Data entries
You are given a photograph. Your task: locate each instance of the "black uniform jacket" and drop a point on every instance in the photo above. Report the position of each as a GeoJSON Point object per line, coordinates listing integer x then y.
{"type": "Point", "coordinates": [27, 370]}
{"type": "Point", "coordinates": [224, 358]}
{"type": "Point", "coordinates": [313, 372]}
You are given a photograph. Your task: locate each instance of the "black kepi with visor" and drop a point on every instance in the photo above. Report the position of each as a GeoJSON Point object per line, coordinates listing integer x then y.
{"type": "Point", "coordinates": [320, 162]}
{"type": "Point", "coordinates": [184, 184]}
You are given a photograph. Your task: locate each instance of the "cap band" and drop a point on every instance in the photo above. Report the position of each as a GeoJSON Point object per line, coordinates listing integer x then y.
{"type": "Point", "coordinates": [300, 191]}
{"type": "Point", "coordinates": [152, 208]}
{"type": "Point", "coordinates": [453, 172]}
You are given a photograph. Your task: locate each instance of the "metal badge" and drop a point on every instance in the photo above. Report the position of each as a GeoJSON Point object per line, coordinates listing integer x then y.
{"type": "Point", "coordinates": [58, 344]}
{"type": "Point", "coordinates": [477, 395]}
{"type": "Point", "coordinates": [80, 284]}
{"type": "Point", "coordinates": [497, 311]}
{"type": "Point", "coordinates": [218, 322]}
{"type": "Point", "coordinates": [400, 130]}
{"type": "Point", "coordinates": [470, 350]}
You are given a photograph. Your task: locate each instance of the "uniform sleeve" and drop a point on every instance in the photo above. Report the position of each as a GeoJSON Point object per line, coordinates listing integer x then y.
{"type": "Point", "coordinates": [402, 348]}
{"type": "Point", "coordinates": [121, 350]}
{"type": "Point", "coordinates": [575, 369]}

# What you should do:
Your task is to copy every record exactly.

# Solution below:
You are given a photograph. Your task: locate each instance of the "black uniform jacket" and drop a point on every instance in the photo above. Report the position of each as a GeoJSON Point object per line, coordinates listing integer x then y.
{"type": "Point", "coordinates": [27, 370]}
{"type": "Point", "coordinates": [224, 358]}
{"type": "Point", "coordinates": [313, 372]}
You are given a photograph. Your task: locate each instance of the "black kepi with visor" and drop a point on every instance in the photo above. Report the position of each as a GeoJSON Point object per line, coordinates listing integer x then y.
{"type": "Point", "coordinates": [320, 162]}
{"type": "Point", "coordinates": [184, 184]}
You are given a photograph. Your task: locate each instance of the "cap band" and drop a point on every instance in the photo above. Report the position of each as a GeoJSON Point object per line, coordinates listing integer x then y.
{"type": "Point", "coordinates": [300, 191]}
{"type": "Point", "coordinates": [152, 208]}
{"type": "Point", "coordinates": [453, 172]}
You are given a photograph. Your task: locate each instance of the "metal badge" and drop a point on every instance in the photo above. Report the position of each as a GeoJSON Point object per line, coordinates listing integer x then y.
{"type": "Point", "coordinates": [58, 344]}
{"type": "Point", "coordinates": [477, 395]}
{"type": "Point", "coordinates": [80, 284]}
{"type": "Point", "coordinates": [497, 311]}
{"type": "Point", "coordinates": [218, 322]}
{"type": "Point", "coordinates": [400, 130]}
{"type": "Point", "coordinates": [470, 350]}
You are given a photograph. Your task: locate each instance of the "uniform sleeve" and drop a point on every instance in the photo above. Report the position of each as a GeoJSON Point object per line, coordinates listing integer x then y.
{"type": "Point", "coordinates": [402, 348]}
{"type": "Point", "coordinates": [121, 350]}
{"type": "Point", "coordinates": [575, 369]}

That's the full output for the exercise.